Set down all of the data exactly as it appears.

* Named object pointing entries
○ ○ ○

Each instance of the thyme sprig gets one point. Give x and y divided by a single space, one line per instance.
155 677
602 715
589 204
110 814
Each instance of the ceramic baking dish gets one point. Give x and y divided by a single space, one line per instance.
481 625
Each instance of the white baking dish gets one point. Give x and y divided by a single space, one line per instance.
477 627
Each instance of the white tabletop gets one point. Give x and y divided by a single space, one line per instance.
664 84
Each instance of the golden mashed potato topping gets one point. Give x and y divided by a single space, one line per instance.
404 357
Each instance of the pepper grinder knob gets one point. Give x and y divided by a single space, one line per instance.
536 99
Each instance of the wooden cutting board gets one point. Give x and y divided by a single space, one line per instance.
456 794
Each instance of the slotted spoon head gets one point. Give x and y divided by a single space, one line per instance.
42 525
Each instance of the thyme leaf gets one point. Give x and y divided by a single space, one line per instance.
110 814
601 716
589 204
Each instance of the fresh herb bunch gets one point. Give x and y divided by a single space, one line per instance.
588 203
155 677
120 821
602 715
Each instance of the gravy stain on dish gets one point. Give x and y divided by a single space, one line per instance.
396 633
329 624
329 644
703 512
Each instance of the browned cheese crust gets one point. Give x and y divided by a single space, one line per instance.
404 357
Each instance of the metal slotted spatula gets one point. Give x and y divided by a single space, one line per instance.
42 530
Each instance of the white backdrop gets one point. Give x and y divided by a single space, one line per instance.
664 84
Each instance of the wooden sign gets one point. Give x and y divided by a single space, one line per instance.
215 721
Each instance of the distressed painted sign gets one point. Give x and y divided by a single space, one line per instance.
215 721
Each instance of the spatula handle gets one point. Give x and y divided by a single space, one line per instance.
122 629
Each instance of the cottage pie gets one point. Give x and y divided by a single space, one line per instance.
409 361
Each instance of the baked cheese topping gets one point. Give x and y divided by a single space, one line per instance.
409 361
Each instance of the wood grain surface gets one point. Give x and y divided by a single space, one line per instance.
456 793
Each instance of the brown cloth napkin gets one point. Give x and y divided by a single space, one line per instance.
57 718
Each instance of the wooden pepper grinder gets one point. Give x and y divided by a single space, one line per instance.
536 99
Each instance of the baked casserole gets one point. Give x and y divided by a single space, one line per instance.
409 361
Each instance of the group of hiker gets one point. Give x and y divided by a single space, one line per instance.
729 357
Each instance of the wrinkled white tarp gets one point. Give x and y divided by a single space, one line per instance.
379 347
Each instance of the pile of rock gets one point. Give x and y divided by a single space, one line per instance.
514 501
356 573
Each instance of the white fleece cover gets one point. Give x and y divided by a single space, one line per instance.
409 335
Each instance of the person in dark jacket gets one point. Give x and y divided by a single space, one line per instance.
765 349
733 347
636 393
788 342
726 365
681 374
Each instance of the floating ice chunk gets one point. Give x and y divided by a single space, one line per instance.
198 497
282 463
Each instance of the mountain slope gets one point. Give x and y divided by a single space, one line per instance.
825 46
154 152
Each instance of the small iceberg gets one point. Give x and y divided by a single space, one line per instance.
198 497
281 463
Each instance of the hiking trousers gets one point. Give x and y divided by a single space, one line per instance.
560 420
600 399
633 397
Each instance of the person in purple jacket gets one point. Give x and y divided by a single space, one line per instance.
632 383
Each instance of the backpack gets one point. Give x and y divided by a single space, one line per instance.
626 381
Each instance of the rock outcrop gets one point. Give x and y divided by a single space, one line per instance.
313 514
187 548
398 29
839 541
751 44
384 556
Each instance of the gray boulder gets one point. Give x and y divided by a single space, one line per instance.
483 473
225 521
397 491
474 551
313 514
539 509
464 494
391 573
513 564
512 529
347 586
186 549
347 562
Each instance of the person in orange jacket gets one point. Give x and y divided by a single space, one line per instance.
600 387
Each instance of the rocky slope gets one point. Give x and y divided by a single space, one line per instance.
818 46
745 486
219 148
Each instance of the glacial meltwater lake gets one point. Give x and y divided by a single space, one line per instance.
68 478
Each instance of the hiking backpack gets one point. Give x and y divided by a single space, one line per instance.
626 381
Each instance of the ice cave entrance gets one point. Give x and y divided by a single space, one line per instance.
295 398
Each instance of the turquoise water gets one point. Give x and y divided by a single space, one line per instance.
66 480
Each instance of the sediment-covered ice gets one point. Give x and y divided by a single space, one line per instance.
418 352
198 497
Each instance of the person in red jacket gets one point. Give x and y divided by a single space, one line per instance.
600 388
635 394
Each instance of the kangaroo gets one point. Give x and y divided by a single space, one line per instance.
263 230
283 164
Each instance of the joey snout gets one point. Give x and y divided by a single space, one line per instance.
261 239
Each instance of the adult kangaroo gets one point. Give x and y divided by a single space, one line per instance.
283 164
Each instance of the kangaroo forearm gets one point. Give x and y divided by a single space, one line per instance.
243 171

○ ○ ○

* RESPONSE FOR THIS EXERCISE
Each instance of the thyme sprig gets one point. Give x and y divided by a single space, one line per instance.
155 677
602 715
589 204
110 814
Each instance of the ceramic baking dish gets one point. Give x and y divided by a single space, one line per instance.
481 625
Each instance of the white baking dish gets one point. Give x and y divided by a single space, one line per instance.
477 627
Each instance of the white tabletop gets one point. Give x and y divided by a single space, one line per instance.
664 84
Each instance of the golden mashed potato topping gets one point. Give x and y divided by a single space, one line per instance.
404 357
Each instance of the pepper grinder knob gets one point. Give x and y divided by a single space, one line per instance.
536 99
Each instance of the wooden cutting board gets one point. Give x and y divided by a single space, one line per instance.
456 794
Each instance of the slotted spoon head gets one point. Give x and y divided by a single space, one line per instance.
42 525
Each instance of the thyme leaf gets one point. Give x and y divided by a single space, one line per instance.
110 814
601 716
589 204
Each instance of the fresh herb bunch gets one point. Give x and y divided by a single space, one line per instance.
588 203
155 677
120 821
602 715
Each instance of the gravy stain on dish gets one point. Give x and y divided by a single space, one line per instance.
396 633
329 624
329 644
703 512
Each instance of the browned cheese crust gets one point. Give x and y divided by a single space, one line per instance.
404 357
Each instance of the metal slotted spatula gets one point. Give x and y divided by a single space, one line per instance.
42 530
Each instance of the white backdrop gets one point. Give x and y divided by a single space, one line per instance.
664 84
Each instance of the wooden sign gets one point. Give x and y divided by a single space, one line per instance.
215 721
Each instance of the distressed painted sign gets one point. Give x and y divided by a single space, one line per instance.
215 721
Each instance of the spatula handle gets one point. Give x and y divided by a single space, one line per instance.
122 629
Each instance of the cottage pie gets one point. Give x and y divided by a single space, one line per instance.
409 361
Each instance of the baked cheese topping gets one point. Give x and y divided by a single space, one line per instance.
409 361
Each instance of the wood grain surface gets one point. Give x and y divided by a single space, one line per instance.
456 793
Each instance of the brown cloth napkin gets one point. Give x and y divided by a single space, one line per instance.
57 718
Each instance of the wooden pepper grinder gets one point. Give x and y divided by a single space, one line per instance.
536 99
Each instance of the baked casserole gets one point. Give x and y divided by a single space, one line per instance.
409 361
Each instance of the group of hiker gets one point. Give x and y divided by a single space, one line per instance.
729 357
Each instance of the wrinkled white tarp gets one point. Give x and y divided by a single space, one line per instance.
379 347
Each instance of the pile of rock gets one point. Give x and y divided by a single space, one line per instance.
514 501
356 573
Each instance of the white fleece cover gets one point. Give x and y divided by a single space, one line per instance.
409 335
Each instance of the person in dark jacket gets one point. Give x and y divided by a single space, one line per instance.
765 349
733 347
636 393
788 342
726 365
681 374
Each instance of the floating ice chunk gets one point. Give x and y divided by a single space, one line per instance.
198 497
282 463
Each instance of the mountain slope gets one point. Give x and y divided by a single space, one line per instance.
825 46
154 152
Each instance of the small iceberg gets one point. Give x and y divided by a single space, one line per instance.
198 497
281 463
Each instance of the hiking trousers gets one point. Give x and y divided by a single space, one line per instance.
560 420
600 399
633 397
Each instance of the person in purple jacket gets one point. Give x and y divided by a single space, one line per instance.
632 383
Each instance of the backpack gets one point. Give x and y divided by a single space, one line per instance.
626 381
Each instance of the rock outcrop gets one point. Give x and y divided by a single space, one line per instance.
313 514
187 548
398 29
839 541
751 44
384 556
Each instance of the gray boulder gets one point. Give x and y divided by a single space, one line per instance.
483 473
225 521
397 491
474 551
313 514
539 509
464 494
391 573
513 564
512 529
347 586
186 549
347 562
Each instance of the person in orange jacket gets one point. Give x and y divided by a single space, one line per instance.
600 387
Each instance of the rocky slope gets one point. Give x and y divided by a single space, one line per instance.
818 46
745 486
219 148
Each instance of the glacial meltwater lake gets one point. Give x and y divided by a single space, one line per instance.
68 478
Each instance of the hiking backpack gets one point. Give x and y divided by a single space, one line per instance.
626 381
Each instance of the ice cave entrance gets one point. Give x and y divided by a single space, one line per instance.
295 398
Each instance of the turquoise water gets one point. Give x and y divided by a single space, one line per instance.
66 480
Each instance of the sediment-covered ice gets one point. Give x and y divided by a single space, one line per instance.
418 352
198 497
Each instance of the person in red jacket gets one point. Give x and y divided by a single space, one line per instance.
600 388
635 394
Each instance of the kangaroo gets one point. Give x and y divided by a single space, one line per instance.
263 230
283 164
Each instance of the joey snout gets one point. Give x and y divided by a single space, one line per instance.
261 239
Each instance of the adult kangaroo gets one point. Give x and y divided by a single space, one line per instance.
283 164
Each instance of the kangaroo forearm gets one point. Give x and y divided by a single space, one line per instance.
243 171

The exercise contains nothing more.